PASSAGE SHOWN: Begin

Current, tide and flow
All processes within the organism (whether human or otherwise) are based on simple building blocks that exist in
nature. The physical economy depends on the existing concentrations of minerals within the available solution (water). This does not ends with the intestines, blood-vessels and muscle tensions of an organism, but also in more intrinsic parts and effects within the body. Even the most sophisticated patterns like our nervous system are build on these same principles.
Micro, Meso and Macro nature and culture
As well as the building blocks, the development and processes of both nature, species and culture (social extension of groups of species), are based on such equal principles. This means that taking the basic evolution of a natural process, this can be translated into a process within a species, as well as into the working of a social construction.
Fear first, eat later
All and every behavior that is correctly addressed, can be retraced to the most basic stimuli and responses of nature. All and every organism is in base principle primed to prevent harm to self. Instinct is based on the equivalent of fear, all the way to the first ancestral organism. In this progression, all instincts based on survival have the initial response to the digestion of food.
Be neutral not shallow
All processes in nature, as well as within organisms (if you have read the above correctly this is a no brainer for you), seek a neutral shift. This means that concentrations are diffused, levels are equalized.
Accepting what can be observed is something very different from accepting what can be seen. Ask a blind person..heck, even a color blind person. A deaf person, a mute person or a tactile inpaired person.
The identity is a complex combination of continuous impulses from our senses and the feedback system of our overcapacity in our brain (prefrontal cortex, temporal lobes, etc). We observe and build a reliance on the combined input from the world outside. Depending on the level of logic in cause and effect we have been taught, we are able to decide what is real and what is not. The same way a fly will move towards food with deliberation, simply because its instincts (inherited) tell it that that will give it chance on survival. Humans are little different from instinctive ancestors, we still are 80% or more instinctive. However, we do have the selfawareness that gives us the ability to question the world around us. Because at first we do not understand causality, at young age we infer our internal working on the working of the world around us. ‘Stupid chair’, ‘Yes that vase fell by itself! I didn’t push it!’. But as we learn how cause and effect works and we understand that we can logically deduct the outcome of an action, we start to recognize the ‘laws of nature’. This is how we deduct that when all senses agree with each other and what we observe doesn’t differ from the expected outcome, there is no reason to use cognitive effort to infuse different magical values. Like…wow…that door opened when I pushed it, perhaps there is a leprichaun behind it that opened it for me at exactly the same moment, even though I don’t see it and have no reason to think anyone would actually open a door without reason or corporal ability.
We accept that the world is what we see, as we know (humanity developed science to investigate beyond the physical abilities of observation) that there is more, but that which we don’t see, doesn’t differ from the working that we do see.

PASSAGE SHOWN: End

◆ TASKS TO CARRY OUT:
(a) Answer these questions from the passage:
(i) What does the physical economy depend on?
(ii) What is instinct based on?
(iii) How instinctive are humans still said to be?
(b) Copy the passage word for word from "Current, tide and" to "a social construction.".
Answer using only the passage above.

DATASET EXTRACT: Begin

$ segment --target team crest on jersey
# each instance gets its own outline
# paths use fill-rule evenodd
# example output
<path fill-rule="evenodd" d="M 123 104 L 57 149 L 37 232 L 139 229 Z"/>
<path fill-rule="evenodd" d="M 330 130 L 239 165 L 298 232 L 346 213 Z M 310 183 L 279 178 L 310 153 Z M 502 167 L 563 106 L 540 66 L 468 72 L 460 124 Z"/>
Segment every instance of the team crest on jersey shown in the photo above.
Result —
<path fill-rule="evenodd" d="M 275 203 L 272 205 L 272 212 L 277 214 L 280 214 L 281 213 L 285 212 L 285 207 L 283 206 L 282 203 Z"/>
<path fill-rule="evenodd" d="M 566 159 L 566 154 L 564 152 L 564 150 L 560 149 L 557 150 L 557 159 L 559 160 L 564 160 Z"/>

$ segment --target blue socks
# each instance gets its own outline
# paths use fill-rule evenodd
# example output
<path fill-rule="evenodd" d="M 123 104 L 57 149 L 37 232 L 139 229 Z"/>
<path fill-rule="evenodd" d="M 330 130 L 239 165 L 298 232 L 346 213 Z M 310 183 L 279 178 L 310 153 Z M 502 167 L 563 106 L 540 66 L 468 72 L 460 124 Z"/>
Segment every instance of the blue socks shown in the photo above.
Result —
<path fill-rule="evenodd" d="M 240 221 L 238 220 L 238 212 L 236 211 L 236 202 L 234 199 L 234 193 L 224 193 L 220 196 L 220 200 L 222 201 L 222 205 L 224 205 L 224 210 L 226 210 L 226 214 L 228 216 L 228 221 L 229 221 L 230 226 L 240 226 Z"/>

DATASET EXTRACT: End

◆ OUTPUTS IN ORDER:
(a)
(i) The existing concentrations of minerals within the available solution (water).
(ii) The equivalent of fear.
(iii) 80% or more.

(b)
Current, tide and flow
All processes within the organism (whether human or otherwise) are based on simple building blocks that exist in
nature. The physical economy depends on the existing concentrations of minerals within the available solution (water). This does not ends with the intestines, blood-vessels and muscle tensions of an organism, but also in more intrinsic parts and effects within the body. Even the most sophisticated patterns like our nervous system are build on these same principles.
Micro, Meso and Macro nature and culture
As well as the building blocks, the development and processes of both nature, species and culture (social extension of groups of species), are based on such equal principles. This means that taking the basic evolution of a natural process, this can be translated into a process within a species, as well as into the working of a social construction.